Excerpts of location labeling data:
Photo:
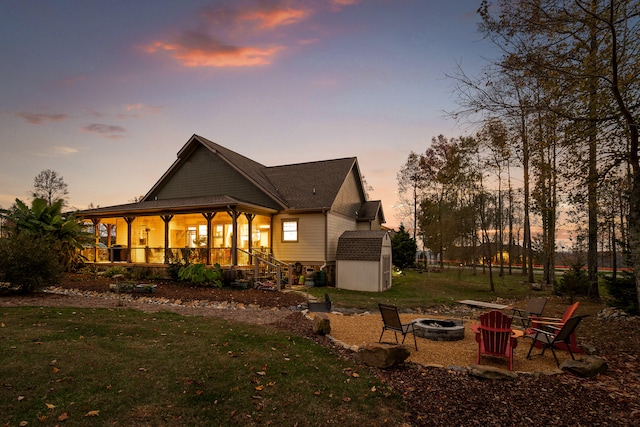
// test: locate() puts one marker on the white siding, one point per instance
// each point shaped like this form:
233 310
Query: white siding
350 196
310 245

Set exercise: Output every line of the records above as a Markdown table with two columns, Row for the row number and Line for the line, skipping blank lines. Leave the pictures out.

Expected answer:
| Row | Line |
|---|---|
| 1 | Photo: |
| 2 | // test: locate() puts one marker on the white siding, one point per instance |
| 3 | // each point shaped like this form: |
| 4 | 233 310 |
| 5 | Query: white siding |
| 6 | 350 196 |
| 7 | 310 245 |